Top of Source passage
Telehealth services struggle to manage 'extreme volumes' related to coronavirus calls

Telehealth companies are dealing with delays in services and crashes as huge volumes of patients are seeking to consult with their provider virtually, according to CNBC.

Cleveland Clinic physicians told CNBC that their Express Care Online virtual service has been spotty and crashed multiple times. These technical issues have caused delays of more than an hour, the sources who asked to not be named confirmed to CNBC.

The health system has asked patients to avoid the emergency room and instead use Express Care Online.

With the technical issues, providers’ frustrations have escalated with some hanging up on employees. Another clinician is rescheduling virtual appointments to later in the week if not holding off on the virtual appointments until the technology is fixed.

One physician told CNBC that the program shows a gray screen with a loading circle when they try to log in.
Bottom of Source passage
Required action 1:
Answer these questions using the telehealth article:
(a) Which news outlet reported on the telehealth problems?
(b) What is the name of the Cleveland Clinic virtual service that crashed multiple times?
(c) What does the program show when one physician tries to log in?
Required action 2: Pick up the telehealth article after its final sentence and write its continuation.
The data that follows was taken from a separate source.
Top of Data under study
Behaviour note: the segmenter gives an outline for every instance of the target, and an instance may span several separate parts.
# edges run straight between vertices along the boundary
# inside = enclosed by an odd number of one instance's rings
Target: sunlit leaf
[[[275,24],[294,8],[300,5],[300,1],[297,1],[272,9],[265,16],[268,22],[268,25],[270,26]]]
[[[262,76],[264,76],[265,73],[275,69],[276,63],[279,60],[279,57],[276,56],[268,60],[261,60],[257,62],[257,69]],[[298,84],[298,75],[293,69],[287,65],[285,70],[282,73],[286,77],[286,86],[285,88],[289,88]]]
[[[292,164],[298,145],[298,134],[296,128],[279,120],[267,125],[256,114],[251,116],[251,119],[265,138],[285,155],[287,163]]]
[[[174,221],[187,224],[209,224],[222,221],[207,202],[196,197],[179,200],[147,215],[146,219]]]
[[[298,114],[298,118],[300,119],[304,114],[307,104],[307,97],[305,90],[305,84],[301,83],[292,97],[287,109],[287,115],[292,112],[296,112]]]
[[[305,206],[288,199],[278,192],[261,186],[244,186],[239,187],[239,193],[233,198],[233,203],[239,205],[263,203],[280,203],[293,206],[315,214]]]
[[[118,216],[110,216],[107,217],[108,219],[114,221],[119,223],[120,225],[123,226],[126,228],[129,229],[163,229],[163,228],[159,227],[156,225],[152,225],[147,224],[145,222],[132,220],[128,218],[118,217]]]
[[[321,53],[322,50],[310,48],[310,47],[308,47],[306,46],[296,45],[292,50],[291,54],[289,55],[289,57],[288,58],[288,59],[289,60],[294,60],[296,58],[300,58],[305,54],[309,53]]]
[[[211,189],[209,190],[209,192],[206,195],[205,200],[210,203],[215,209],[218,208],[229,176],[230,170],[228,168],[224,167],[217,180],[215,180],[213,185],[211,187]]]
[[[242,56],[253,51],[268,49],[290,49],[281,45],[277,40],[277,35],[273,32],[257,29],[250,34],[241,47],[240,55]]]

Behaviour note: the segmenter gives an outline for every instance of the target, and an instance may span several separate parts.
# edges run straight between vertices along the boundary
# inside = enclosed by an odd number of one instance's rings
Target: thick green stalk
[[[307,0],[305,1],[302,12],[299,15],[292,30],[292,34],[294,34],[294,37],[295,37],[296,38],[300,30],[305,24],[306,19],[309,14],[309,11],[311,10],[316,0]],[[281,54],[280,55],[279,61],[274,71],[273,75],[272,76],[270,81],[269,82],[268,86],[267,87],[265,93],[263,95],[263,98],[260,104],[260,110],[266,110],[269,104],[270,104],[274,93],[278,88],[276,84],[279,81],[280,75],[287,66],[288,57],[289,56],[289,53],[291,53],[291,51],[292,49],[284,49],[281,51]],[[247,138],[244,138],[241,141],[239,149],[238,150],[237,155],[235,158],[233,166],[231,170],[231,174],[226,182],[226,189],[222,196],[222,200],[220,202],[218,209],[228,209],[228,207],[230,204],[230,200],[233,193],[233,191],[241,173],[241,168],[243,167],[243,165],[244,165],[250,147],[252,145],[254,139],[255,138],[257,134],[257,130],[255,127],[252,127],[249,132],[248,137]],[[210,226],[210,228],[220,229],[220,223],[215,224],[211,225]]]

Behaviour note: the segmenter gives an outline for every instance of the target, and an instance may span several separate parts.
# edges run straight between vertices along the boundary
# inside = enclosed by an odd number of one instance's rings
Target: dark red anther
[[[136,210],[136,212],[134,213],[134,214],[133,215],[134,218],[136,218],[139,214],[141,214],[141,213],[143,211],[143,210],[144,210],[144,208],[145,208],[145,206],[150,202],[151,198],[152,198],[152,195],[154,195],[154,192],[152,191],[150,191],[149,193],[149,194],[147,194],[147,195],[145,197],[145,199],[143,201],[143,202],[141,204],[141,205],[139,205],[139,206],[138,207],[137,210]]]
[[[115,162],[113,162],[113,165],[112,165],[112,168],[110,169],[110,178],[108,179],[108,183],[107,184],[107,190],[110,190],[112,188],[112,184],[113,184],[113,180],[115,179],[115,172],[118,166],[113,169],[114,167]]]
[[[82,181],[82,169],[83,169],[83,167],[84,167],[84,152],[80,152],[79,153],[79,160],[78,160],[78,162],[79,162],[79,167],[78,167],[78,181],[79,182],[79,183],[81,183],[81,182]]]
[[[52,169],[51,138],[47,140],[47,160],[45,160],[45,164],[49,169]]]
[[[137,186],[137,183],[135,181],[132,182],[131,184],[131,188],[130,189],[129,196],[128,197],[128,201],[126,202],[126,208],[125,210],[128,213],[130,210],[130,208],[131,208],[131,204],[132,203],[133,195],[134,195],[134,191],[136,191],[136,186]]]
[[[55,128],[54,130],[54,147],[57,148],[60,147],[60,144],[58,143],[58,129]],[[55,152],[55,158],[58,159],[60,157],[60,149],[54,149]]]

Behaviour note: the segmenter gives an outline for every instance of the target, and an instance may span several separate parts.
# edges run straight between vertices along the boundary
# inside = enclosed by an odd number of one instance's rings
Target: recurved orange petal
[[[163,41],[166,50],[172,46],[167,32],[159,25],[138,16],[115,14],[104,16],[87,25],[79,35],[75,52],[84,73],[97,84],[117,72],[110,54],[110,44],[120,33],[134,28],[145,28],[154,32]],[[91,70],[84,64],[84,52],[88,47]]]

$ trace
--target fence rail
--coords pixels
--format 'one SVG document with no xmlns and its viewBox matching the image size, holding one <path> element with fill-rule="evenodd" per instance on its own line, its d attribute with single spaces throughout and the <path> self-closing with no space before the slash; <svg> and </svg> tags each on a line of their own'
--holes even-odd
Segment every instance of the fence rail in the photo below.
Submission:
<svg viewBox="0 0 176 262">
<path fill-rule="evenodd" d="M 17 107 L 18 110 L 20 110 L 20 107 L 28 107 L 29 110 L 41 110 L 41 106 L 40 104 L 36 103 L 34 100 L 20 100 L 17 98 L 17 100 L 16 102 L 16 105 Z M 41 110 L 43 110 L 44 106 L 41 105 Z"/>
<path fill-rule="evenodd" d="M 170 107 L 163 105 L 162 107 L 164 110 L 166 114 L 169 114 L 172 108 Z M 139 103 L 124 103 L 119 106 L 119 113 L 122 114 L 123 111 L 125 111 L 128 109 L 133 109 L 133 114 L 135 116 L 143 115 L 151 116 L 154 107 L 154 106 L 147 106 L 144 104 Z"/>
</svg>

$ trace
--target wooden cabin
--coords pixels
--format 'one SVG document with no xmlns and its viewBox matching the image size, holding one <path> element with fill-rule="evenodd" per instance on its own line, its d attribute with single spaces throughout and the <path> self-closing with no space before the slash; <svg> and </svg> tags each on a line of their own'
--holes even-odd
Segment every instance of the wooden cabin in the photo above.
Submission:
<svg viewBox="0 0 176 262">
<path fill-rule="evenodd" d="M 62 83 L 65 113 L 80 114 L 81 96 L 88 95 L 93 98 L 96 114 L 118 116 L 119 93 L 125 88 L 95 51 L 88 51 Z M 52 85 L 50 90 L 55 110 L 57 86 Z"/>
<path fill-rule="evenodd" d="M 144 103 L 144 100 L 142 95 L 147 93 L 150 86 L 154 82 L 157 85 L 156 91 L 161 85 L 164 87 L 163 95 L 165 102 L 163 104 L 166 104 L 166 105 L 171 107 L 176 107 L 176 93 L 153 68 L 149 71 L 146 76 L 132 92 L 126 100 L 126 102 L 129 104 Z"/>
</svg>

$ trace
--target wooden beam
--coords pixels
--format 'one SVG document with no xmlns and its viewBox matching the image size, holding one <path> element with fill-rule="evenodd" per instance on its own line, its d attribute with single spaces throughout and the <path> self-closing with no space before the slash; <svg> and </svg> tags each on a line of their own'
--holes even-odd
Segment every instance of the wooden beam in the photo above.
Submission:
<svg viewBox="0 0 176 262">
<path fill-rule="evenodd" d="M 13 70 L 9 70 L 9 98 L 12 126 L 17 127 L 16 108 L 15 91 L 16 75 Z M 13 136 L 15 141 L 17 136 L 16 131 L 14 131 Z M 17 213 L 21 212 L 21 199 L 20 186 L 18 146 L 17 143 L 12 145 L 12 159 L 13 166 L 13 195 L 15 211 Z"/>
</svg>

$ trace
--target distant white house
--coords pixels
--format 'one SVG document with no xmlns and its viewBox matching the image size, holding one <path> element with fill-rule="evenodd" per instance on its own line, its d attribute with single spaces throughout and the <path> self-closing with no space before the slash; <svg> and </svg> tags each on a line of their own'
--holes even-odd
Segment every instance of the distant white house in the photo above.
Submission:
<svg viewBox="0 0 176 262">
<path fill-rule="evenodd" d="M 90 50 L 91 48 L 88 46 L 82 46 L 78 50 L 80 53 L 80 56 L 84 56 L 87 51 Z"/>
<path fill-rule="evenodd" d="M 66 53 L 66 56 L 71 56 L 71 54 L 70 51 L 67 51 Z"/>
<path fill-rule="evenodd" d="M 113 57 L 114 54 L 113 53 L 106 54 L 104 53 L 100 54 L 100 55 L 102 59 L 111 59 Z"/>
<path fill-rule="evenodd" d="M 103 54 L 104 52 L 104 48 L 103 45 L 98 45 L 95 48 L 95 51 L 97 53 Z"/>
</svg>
Bottom of Data under study
Top of Data under study
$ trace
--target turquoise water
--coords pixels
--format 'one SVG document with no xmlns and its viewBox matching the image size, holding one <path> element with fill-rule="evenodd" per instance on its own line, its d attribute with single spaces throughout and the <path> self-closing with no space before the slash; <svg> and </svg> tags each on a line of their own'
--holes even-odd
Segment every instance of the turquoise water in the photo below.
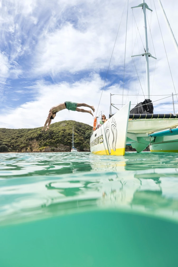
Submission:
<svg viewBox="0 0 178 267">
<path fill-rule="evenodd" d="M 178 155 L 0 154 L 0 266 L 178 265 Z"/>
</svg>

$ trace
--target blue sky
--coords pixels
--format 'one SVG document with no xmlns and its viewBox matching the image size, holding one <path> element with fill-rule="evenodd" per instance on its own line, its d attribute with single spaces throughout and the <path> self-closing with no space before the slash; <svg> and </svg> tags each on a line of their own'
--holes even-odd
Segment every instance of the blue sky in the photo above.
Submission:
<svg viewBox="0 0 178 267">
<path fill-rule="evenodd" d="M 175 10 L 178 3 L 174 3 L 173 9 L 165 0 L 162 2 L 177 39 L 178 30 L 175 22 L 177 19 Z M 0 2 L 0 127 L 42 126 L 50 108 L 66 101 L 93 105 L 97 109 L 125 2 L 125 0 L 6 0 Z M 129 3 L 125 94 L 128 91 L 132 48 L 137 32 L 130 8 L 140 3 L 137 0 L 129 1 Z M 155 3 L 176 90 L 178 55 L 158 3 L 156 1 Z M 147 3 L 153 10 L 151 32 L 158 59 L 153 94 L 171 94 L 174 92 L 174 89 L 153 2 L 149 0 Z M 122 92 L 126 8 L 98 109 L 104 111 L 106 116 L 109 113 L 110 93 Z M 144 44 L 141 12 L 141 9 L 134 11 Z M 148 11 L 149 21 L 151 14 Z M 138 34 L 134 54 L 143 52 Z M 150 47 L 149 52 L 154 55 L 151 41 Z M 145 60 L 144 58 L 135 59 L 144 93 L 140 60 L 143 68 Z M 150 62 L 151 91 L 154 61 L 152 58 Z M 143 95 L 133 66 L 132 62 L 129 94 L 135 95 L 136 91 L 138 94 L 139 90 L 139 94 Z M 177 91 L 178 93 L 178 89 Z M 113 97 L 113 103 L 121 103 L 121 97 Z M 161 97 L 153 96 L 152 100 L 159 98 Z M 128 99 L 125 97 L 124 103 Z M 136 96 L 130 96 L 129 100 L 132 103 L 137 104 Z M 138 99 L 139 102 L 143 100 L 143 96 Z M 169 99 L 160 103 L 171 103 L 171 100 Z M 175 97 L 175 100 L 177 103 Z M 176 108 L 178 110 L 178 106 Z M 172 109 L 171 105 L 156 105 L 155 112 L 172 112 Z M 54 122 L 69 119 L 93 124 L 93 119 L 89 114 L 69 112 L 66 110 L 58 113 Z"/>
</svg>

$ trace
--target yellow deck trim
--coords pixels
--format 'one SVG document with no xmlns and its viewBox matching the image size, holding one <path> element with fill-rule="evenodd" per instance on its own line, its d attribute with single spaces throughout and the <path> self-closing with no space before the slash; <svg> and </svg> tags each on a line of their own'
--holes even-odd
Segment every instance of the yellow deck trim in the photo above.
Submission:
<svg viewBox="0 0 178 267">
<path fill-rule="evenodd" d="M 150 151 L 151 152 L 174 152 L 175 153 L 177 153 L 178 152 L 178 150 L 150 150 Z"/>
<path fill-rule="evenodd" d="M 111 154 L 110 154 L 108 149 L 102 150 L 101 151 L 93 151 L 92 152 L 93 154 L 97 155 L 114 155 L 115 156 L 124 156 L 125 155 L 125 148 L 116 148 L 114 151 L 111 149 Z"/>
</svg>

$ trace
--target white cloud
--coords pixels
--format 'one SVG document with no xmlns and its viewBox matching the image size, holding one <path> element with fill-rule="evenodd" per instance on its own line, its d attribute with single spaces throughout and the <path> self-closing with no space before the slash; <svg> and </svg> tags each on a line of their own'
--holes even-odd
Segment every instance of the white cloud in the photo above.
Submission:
Bottom of Data under study
Exercise answer 1:
(a) CNBC
(b) Express Care Online
(c) A gray screen with a loading circle

Exercise answer 2:
Amwell President Roy Schoenberg responded to the technical issues in an email. The telehealth company supports Cleveland Clinic’s Express Care Online. He acknowledged the issues in an email to CNBC and said they are working to fix problems with wait times and IT crashes.

“Certain geographies where the public impact of the virus is highest have seen wait times sky rocket from five to 10 minutes to 60 to 70 minutes,” Mr. Schoenberg said to CNBC. This then causes services to freeze with “voluntary member disconnects.”

Other telemedicine companies are struggling to meet the demands of patients during the COVID-19 outbreak. Doctor on Demand is working to hire hundreds of physicians.